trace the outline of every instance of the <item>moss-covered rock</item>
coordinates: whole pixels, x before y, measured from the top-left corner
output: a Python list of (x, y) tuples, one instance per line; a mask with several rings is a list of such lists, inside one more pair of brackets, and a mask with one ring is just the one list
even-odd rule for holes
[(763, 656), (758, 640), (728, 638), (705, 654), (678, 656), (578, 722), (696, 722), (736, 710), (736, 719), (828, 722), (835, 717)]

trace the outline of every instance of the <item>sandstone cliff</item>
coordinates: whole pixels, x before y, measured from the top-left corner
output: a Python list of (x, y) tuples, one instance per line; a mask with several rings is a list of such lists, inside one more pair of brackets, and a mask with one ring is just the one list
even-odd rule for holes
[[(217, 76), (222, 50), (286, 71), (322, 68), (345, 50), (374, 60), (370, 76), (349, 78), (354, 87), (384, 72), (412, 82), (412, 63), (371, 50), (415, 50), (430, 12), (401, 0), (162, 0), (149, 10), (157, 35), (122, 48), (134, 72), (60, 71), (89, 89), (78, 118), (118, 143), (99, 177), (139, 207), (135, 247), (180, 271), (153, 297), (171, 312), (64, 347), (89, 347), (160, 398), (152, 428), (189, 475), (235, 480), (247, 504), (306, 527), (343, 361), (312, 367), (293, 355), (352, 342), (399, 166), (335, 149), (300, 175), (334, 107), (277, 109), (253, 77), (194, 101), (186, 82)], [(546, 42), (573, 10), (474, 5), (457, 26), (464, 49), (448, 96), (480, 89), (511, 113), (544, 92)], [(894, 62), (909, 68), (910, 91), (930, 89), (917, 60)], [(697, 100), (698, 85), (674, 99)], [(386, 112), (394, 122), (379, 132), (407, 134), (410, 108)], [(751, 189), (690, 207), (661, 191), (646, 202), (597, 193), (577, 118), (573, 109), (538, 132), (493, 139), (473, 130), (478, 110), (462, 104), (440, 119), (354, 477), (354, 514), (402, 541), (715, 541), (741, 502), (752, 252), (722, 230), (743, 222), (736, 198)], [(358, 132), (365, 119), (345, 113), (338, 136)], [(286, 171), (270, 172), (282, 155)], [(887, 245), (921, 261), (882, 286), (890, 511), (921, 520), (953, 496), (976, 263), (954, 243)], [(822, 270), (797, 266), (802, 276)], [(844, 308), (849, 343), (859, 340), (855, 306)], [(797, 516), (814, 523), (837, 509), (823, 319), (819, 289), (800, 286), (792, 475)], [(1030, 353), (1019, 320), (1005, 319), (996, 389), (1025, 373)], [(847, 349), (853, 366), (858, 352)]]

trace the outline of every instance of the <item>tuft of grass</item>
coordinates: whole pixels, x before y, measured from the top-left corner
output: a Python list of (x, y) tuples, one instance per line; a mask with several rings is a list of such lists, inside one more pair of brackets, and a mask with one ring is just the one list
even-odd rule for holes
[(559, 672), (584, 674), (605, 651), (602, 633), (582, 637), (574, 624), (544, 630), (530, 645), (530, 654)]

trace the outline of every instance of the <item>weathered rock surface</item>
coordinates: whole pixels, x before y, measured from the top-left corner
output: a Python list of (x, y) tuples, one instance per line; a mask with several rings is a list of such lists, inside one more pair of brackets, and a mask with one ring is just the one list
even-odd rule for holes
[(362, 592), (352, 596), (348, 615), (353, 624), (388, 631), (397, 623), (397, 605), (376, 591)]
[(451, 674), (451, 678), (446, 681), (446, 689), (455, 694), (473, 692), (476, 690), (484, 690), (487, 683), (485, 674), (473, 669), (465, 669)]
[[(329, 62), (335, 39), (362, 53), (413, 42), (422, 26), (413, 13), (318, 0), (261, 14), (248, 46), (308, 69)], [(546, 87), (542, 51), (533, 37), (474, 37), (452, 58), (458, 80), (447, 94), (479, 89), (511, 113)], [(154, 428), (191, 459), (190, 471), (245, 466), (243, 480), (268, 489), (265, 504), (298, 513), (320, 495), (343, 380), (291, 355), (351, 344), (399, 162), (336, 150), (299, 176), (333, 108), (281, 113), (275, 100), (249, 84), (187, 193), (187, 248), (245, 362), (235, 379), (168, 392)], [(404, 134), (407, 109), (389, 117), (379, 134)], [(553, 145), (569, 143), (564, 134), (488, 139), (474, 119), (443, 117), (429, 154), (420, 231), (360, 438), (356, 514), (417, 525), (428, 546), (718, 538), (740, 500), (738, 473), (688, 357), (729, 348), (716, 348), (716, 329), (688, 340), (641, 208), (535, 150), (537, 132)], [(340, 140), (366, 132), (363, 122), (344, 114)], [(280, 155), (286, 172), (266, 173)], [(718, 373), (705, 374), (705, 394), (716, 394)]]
--------------------
What is being asked
Write out all of the lines above, keeping every character the same.

Right answer
trace the outline of every instance of the <item>moss-covered rock</item>
coordinates: whole pixels, x before y, measured from the top-left corner
output: a Python list of (x, y) tuples, one instance per line; a mask with several rings is a list of such lists, inside one more pair of brackets, and a mask with one ring is just the one list
even-odd rule for holes
[(763, 656), (758, 640), (728, 638), (705, 654), (678, 656), (578, 722), (696, 722), (736, 710), (736, 719), (828, 722), (835, 717)]

trace the outline of every instance of the <item>sandstone cliff</item>
coordinates: whole pixels, x before y, measured from the top-left corner
output: a Python list of (x, y) tuples, one instance per line; a mask with several rings is a list of such lists, inside one more pair of brackets, and a mask with one ring is just the one list
even-odd rule for holes
[[(217, 76), (222, 50), (286, 71), (322, 68), (345, 50), (374, 60), (370, 76), (349, 78), (354, 87), (384, 72), (412, 82), (412, 63), (371, 50), (415, 50), (430, 12), (401, 0), (162, 0), (149, 10), (157, 35), (122, 48), (134, 72), (60, 71), (89, 89), (78, 118), (118, 143), (99, 177), (139, 207), (135, 247), (180, 271), (153, 297), (171, 312), (64, 347), (89, 347), (160, 398), (152, 428), (189, 475), (235, 480), (247, 504), (306, 527), (343, 361), (312, 367), (293, 355), (352, 342), (399, 166), (335, 149), (300, 175), (334, 107), (277, 109), (253, 77), (194, 101), (186, 82)], [(546, 42), (573, 10), (474, 5), (457, 26), (464, 49), (448, 96), (480, 89), (511, 113), (544, 92)], [(894, 62), (909, 68), (910, 91), (930, 89), (917, 60)], [(697, 100), (698, 85), (674, 99)], [(386, 112), (394, 122), (379, 132), (407, 134), (410, 108)], [(751, 189), (690, 207), (661, 191), (646, 202), (597, 193), (577, 118), (573, 109), (538, 132), (493, 139), (473, 130), (478, 110), (462, 104), (440, 119), (354, 477), (354, 514), (402, 541), (715, 541), (741, 502), (752, 252), (722, 230), (743, 222), (736, 198)], [(358, 132), (365, 119), (345, 113), (338, 136)], [(286, 171), (270, 172), (282, 155)], [(887, 245), (921, 261), (882, 286), (890, 511), (921, 520), (953, 496), (976, 263), (954, 243)], [(822, 270), (797, 266), (802, 276)], [(844, 308), (849, 343), (859, 340), (855, 306)], [(797, 516), (814, 523), (837, 509), (823, 319), (819, 289), (800, 286), (792, 475)], [(1030, 353), (1019, 320), (1005, 319), (996, 389), (1025, 373)], [(847, 349), (853, 366), (858, 352)]]

trace the outline of every instance of the <item>tuft of grass</item>
coordinates: whole pixels, x before y, measured from the top-left corner
output: a Python list of (x, y) tuples, one instance per line; a mask with several rings is a list of such lists, inside one more pair of brackets, and a mask with one ring is just the one list
even-odd rule for holes
[(559, 672), (584, 674), (605, 651), (602, 633), (582, 637), (574, 624), (544, 630), (530, 645), (530, 654)]

trace the outline of every instance of the <item>weathered rock surface</item>
coordinates: whole pixels, x before y, measured from the top-left corner
output: a Python list of (x, y) tuples, one instance per line; a mask with several rings is a list of such lists, inside one more pair of brackets, and a mask with one ring is just the one list
even-odd rule for holes
[(362, 592), (352, 596), (348, 615), (353, 624), (388, 631), (397, 623), (397, 605), (376, 591)]
[(451, 674), (451, 678), (446, 681), (446, 689), (455, 694), (473, 692), (476, 690), (484, 690), (487, 683), (485, 674), (473, 669), (465, 669)]
[[(329, 62), (335, 39), (362, 53), (413, 42), (422, 26), (413, 13), (318, 0), (261, 14), (248, 46), (308, 69)], [(546, 87), (542, 51), (533, 37), (474, 37), (452, 58), (458, 80), (447, 94), (479, 89), (511, 113)], [(154, 428), (191, 459), (190, 471), (245, 466), (243, 480), (268, 489), (265, 504), (298, 513), (320, 495), (343, 380), (291, 355), (351, 344), (399, 162), (336, 150), (299, 176), (333, 108), (281, 113), (275, 100), (249, 84), (187, 193), (187, 248), (245, 362), (235, 379), (168, 392)], [(404, 134), (407, 109), (389, 117), (379, 134)], [(553, 145), (569, 143), (564, 134), (488, 139), (474, 119), (443, 117), (429, 154), (420, 231), (360, 438), (356, 514), (417, 525), (428, 546), (718, 538), (740, 500), (738, 473), (688, 357), (729, 348), (716, 348), (716, 329), (688, 340), (641, 208), (535, 150), (537, 132)], [(340, 140), (366, 132), (363, 122), (344, 114)], [(280, 155), (286, 172), (266, 173)], [(718, 373), (705, 374), (705, 394), (716, 394)]]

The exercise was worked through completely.